⟨

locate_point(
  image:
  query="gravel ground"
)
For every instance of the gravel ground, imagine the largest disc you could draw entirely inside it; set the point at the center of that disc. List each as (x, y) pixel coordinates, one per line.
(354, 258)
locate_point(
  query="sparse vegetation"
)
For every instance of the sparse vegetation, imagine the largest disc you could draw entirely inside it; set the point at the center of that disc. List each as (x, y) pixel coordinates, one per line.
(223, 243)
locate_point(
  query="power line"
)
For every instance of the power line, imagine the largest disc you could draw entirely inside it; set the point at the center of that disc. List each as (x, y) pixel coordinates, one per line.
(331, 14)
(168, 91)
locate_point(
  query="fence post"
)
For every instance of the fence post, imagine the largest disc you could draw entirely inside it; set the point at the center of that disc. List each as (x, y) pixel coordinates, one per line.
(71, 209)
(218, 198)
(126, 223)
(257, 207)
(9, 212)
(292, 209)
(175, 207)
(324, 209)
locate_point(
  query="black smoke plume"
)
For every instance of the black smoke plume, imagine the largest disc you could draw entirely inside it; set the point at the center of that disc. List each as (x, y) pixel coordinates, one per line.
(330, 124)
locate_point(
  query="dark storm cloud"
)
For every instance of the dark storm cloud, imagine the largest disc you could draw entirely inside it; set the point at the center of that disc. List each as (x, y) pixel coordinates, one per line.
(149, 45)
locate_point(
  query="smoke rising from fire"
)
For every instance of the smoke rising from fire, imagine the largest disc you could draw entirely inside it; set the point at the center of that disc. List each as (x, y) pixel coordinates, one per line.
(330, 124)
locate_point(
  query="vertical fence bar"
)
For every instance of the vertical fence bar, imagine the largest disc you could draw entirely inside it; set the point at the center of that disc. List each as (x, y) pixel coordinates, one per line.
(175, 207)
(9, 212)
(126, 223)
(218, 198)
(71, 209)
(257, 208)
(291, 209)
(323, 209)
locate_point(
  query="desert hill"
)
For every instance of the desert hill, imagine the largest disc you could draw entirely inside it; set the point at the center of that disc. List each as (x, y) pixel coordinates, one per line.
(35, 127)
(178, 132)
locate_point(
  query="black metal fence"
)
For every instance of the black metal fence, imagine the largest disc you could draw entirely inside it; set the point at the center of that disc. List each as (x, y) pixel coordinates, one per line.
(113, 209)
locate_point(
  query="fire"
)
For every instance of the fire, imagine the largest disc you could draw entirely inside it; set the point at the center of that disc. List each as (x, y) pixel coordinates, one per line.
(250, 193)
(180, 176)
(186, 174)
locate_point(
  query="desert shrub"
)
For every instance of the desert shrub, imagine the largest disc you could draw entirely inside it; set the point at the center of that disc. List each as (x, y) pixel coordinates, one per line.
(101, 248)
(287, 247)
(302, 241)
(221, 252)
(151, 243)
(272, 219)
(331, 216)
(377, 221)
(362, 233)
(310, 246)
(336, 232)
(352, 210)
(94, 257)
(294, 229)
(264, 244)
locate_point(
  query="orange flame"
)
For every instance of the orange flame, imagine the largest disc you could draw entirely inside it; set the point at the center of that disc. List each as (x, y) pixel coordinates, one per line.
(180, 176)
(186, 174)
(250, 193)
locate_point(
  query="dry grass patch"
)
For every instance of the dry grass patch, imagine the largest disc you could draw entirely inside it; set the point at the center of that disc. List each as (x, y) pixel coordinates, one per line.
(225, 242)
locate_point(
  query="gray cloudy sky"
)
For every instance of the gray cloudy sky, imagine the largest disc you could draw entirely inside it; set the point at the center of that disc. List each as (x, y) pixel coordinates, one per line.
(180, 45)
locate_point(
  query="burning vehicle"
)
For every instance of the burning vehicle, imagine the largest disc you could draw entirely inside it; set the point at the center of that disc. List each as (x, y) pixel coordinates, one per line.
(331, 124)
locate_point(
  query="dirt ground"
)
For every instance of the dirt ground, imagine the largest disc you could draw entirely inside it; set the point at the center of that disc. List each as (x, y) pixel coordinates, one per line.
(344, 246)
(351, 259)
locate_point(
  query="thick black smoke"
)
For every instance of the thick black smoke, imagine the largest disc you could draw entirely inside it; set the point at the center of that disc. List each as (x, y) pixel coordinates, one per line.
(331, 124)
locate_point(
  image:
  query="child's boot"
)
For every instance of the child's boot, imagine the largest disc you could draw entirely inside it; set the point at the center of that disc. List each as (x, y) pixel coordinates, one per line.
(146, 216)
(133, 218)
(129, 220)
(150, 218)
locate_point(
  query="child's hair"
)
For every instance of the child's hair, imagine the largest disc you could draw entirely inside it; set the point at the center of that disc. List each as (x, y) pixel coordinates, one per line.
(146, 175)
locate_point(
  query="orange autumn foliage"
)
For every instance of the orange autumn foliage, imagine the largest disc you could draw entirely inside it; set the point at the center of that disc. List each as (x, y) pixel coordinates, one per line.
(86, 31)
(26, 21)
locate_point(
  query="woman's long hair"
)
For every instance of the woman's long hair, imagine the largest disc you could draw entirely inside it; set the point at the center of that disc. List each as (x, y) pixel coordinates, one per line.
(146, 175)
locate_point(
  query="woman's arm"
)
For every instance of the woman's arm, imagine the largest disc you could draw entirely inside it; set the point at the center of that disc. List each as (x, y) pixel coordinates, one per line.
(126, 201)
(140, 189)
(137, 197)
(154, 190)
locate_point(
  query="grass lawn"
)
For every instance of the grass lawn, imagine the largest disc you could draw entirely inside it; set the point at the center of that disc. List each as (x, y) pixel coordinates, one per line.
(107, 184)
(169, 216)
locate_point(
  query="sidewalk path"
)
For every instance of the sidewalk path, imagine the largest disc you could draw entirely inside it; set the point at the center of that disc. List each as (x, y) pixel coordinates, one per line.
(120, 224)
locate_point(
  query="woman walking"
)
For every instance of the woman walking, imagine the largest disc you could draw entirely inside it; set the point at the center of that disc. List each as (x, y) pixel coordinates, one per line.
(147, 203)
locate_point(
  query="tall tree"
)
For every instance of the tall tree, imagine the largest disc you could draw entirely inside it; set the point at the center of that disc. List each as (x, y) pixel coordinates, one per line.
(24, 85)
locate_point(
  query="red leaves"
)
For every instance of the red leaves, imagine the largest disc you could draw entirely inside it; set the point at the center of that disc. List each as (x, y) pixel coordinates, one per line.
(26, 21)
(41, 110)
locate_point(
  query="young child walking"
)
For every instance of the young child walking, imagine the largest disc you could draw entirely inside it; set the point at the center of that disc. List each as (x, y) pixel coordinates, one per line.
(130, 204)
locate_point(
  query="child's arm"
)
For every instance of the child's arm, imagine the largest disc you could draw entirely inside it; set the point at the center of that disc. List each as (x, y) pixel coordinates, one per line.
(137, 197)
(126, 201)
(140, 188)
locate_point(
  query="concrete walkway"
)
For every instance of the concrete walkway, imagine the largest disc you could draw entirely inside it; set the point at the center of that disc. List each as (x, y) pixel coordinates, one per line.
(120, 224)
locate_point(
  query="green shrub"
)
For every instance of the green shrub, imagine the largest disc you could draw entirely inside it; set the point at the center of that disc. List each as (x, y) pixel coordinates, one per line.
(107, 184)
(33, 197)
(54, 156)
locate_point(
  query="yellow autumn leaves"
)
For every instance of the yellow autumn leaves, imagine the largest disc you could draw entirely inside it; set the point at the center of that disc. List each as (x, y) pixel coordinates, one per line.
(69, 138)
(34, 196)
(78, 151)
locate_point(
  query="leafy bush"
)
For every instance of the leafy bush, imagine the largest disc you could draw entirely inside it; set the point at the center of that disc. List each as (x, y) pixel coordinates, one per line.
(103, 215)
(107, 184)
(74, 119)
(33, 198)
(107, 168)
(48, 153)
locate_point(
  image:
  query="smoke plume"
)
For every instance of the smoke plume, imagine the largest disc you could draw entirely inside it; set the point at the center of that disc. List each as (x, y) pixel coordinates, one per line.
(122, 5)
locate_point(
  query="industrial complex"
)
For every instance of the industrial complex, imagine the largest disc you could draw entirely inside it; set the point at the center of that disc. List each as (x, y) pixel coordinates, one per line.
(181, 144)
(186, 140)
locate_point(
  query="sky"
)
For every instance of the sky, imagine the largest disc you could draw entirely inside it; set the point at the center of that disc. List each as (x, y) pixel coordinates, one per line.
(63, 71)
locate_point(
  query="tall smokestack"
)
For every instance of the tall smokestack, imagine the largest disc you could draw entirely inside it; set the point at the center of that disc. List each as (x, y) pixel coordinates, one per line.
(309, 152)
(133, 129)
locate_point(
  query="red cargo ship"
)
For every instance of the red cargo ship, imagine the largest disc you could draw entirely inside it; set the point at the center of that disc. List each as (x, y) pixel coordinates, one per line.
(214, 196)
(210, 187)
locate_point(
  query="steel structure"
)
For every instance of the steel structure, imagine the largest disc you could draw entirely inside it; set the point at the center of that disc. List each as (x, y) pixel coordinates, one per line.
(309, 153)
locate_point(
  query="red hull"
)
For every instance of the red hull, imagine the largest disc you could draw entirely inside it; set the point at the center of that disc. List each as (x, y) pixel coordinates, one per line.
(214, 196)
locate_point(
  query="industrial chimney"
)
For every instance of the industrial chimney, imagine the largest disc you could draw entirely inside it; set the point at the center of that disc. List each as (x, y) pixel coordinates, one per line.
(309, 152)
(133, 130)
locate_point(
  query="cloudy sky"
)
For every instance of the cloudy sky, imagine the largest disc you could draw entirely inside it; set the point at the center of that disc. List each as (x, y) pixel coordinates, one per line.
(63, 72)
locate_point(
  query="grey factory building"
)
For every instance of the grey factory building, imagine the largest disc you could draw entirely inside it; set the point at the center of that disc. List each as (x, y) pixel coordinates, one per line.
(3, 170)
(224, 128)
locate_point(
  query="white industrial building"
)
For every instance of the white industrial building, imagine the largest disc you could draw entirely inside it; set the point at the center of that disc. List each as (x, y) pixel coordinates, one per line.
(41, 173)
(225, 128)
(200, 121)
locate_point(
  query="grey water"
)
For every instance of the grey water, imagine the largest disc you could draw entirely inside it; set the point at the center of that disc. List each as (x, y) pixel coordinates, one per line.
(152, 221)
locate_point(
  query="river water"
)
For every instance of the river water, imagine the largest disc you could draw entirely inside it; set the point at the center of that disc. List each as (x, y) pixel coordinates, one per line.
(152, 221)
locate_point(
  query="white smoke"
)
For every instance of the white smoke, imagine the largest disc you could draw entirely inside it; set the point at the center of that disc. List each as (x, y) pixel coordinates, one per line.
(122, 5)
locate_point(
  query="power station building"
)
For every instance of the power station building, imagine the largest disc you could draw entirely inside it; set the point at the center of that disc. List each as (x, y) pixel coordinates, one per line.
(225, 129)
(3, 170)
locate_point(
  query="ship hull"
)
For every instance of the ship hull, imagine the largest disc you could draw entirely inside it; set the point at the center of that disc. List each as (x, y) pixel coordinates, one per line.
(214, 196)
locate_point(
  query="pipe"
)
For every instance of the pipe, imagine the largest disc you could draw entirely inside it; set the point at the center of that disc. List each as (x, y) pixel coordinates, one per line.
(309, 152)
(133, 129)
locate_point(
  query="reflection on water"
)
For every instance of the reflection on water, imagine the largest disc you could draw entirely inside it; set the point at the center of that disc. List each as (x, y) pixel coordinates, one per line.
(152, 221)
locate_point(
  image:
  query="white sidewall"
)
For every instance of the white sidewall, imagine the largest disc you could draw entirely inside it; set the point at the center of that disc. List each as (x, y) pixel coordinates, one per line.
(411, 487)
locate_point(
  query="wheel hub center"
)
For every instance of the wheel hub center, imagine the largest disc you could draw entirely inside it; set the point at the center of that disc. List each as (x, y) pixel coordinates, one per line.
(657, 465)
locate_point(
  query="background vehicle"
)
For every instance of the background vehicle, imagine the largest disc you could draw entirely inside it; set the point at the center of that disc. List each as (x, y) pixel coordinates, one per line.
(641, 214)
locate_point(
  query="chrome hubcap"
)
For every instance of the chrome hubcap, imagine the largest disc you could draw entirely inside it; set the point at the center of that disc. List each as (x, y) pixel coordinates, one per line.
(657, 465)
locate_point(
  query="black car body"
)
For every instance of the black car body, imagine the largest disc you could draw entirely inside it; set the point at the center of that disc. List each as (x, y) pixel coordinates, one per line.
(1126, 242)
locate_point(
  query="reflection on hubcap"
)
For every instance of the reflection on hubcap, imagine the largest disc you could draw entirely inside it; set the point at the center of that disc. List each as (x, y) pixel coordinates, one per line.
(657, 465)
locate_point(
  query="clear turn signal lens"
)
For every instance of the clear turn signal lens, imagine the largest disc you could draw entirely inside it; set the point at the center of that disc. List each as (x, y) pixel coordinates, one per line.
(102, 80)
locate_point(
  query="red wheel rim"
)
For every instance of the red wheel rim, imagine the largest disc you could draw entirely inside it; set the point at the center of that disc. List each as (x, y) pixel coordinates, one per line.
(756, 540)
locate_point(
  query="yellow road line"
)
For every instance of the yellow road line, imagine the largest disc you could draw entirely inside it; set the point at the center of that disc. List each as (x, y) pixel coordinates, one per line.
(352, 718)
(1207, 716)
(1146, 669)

⟩

> Written problem
Return each line in the rows above that has the word "road" in it.

> Final answer
  query="yellow road line"
For every instance of the yellow road line, imagine the largest disc you could draw entirely inside it; set the point at the center of that disc. List each as (x, y) pixel coordinates, one per line.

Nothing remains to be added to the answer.